▶ [Work order]: Where the listing below reaches the line containing "Target: man in white shirt", start writing out lines exactly, and stop once the line containing "Would you kindly pick out the soccer player" has been written.
=== Begin Enclosure ===
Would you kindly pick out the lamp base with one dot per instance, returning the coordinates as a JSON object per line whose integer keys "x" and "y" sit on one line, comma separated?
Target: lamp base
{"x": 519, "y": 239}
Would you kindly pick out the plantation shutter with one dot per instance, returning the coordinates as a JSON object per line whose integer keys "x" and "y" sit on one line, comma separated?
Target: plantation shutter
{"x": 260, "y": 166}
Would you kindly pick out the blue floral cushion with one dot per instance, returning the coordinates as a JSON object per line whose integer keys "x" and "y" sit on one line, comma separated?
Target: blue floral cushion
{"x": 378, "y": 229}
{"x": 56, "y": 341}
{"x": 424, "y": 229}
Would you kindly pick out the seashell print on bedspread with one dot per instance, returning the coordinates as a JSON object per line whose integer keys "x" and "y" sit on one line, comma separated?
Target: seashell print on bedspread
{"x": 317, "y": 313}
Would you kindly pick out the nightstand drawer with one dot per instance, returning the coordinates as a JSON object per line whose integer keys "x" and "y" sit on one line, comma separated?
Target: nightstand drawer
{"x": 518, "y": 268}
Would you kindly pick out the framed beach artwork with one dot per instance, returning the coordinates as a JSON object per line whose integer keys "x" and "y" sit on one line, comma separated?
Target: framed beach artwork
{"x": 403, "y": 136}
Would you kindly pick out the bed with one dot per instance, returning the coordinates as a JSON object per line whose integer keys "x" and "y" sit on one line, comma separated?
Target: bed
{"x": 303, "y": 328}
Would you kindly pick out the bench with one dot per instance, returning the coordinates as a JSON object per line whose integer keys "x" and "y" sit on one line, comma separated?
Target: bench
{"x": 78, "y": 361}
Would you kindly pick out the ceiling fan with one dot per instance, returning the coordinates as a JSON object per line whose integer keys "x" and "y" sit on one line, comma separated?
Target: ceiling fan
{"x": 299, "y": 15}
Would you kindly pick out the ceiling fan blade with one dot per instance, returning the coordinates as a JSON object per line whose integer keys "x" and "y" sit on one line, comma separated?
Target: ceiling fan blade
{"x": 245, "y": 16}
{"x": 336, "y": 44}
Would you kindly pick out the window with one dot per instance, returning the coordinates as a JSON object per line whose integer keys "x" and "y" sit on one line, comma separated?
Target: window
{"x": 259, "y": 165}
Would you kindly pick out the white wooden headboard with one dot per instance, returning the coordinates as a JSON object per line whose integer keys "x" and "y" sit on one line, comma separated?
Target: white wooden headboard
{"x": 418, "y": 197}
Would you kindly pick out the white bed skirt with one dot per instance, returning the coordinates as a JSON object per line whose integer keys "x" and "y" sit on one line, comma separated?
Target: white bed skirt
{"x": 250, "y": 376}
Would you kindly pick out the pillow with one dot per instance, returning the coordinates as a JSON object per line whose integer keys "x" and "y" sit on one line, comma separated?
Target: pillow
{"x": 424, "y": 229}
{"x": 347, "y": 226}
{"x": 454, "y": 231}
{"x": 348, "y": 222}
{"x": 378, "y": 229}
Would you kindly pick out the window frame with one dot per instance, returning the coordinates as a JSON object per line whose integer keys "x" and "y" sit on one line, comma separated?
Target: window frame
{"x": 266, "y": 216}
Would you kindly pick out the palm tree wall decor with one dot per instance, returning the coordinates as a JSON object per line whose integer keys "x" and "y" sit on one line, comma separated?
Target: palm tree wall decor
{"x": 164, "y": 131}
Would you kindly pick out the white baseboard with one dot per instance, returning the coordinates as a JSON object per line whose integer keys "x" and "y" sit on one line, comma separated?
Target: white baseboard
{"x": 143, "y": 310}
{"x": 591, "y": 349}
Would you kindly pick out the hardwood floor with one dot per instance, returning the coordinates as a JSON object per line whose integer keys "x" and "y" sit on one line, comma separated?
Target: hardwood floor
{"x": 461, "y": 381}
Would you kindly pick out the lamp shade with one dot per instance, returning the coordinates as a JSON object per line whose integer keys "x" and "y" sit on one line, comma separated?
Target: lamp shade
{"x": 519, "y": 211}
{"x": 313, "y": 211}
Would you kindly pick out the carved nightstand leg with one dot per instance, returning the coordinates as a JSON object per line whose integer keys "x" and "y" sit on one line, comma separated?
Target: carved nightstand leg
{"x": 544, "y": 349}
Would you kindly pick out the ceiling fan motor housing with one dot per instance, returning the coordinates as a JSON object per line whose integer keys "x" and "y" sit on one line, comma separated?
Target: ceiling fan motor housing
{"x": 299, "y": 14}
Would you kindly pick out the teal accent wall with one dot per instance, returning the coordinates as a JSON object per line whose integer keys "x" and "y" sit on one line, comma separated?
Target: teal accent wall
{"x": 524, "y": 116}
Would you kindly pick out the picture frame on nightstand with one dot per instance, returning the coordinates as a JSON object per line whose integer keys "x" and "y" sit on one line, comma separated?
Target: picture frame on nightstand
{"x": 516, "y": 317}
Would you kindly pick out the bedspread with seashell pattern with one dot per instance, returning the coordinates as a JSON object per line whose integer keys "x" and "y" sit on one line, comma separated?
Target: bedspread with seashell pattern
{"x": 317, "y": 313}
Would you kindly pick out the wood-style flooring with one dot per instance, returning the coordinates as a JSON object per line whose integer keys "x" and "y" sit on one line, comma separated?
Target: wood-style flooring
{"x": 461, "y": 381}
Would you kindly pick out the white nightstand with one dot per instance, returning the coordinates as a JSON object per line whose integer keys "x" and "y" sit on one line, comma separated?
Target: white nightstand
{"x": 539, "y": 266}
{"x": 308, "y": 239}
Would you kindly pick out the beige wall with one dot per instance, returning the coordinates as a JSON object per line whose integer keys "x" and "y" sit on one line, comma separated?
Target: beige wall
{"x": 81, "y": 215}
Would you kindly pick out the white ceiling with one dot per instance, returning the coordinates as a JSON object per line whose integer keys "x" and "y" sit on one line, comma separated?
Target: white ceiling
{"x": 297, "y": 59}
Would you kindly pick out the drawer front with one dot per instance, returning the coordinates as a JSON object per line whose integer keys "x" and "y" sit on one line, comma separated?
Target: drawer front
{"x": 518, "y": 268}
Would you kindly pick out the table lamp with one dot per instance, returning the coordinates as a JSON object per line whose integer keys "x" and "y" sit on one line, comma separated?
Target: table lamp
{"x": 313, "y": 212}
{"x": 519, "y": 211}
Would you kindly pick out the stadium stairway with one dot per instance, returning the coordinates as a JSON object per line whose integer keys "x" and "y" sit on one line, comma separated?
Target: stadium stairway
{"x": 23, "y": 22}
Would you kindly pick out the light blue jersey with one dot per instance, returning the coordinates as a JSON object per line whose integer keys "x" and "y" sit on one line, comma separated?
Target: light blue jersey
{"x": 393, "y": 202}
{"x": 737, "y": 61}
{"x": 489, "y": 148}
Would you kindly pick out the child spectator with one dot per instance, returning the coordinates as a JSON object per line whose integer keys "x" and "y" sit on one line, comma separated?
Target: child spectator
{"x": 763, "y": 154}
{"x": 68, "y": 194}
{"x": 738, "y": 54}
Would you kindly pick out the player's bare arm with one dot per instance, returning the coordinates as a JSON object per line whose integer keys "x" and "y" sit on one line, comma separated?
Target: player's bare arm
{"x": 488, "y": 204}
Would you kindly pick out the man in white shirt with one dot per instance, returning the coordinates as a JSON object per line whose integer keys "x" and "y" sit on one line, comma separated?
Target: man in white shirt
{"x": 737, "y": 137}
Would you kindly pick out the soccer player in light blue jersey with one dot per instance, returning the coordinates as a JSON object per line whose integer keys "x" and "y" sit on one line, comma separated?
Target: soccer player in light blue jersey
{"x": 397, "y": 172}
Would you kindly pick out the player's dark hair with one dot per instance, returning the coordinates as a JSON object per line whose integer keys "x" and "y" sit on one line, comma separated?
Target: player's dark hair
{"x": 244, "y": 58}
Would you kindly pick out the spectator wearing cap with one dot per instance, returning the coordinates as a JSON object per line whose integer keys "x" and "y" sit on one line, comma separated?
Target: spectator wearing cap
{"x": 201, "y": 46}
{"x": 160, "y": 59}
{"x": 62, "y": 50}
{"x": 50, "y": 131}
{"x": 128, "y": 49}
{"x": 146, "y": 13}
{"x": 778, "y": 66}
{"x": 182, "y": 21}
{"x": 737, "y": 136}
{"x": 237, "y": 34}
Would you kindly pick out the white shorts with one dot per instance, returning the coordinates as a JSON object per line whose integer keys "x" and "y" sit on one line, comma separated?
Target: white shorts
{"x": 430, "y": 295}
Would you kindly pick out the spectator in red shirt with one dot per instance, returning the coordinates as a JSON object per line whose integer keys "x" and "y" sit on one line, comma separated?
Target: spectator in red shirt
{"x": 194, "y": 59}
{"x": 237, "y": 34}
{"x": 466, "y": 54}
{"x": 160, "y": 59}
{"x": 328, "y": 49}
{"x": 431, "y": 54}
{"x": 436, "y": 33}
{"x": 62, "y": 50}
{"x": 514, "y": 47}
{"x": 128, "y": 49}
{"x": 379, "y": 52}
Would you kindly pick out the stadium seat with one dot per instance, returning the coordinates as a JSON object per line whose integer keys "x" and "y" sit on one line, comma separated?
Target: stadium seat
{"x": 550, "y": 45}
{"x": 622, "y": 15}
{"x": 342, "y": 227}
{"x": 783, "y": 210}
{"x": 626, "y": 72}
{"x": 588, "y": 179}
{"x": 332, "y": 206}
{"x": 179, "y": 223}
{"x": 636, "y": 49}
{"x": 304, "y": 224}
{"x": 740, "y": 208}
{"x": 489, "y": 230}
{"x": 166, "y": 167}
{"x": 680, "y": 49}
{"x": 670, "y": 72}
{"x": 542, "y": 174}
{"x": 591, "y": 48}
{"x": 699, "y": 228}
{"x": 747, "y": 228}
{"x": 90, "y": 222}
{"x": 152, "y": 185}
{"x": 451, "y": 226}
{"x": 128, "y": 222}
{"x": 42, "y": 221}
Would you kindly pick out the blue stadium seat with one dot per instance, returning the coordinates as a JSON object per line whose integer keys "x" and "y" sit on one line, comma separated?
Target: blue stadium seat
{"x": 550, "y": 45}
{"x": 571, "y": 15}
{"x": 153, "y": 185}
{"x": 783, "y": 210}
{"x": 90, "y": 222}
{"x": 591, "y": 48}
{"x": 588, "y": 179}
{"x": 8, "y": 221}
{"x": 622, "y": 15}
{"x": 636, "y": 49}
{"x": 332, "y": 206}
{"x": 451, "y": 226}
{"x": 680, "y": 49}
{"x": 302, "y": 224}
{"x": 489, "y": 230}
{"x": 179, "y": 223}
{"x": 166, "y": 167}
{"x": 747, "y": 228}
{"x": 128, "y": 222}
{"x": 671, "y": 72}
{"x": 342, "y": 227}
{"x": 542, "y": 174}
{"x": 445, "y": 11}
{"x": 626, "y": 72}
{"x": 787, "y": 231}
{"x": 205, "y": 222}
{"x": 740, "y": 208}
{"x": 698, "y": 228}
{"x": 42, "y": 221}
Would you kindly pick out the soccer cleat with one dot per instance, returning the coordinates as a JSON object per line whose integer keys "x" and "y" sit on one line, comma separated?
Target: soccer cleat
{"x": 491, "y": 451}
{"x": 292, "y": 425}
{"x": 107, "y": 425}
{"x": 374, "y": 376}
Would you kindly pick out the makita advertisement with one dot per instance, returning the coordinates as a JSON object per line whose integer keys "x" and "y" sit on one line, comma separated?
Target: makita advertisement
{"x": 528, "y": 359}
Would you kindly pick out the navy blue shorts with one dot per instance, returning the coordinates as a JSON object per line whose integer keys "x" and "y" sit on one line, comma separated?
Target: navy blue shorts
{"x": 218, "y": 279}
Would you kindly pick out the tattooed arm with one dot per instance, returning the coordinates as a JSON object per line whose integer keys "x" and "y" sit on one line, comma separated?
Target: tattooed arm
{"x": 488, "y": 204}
=== End Enclosure ===
▶ [Finished exercise]:
Target: man in white shirt
{"x": 737, "y": 137}
Would you kindly pick out the soccer player in light blue jersey with one dot per instance, returning the coordinates as a JSON object per line whose integer keys "x" and "y" sit on one line, comma separated?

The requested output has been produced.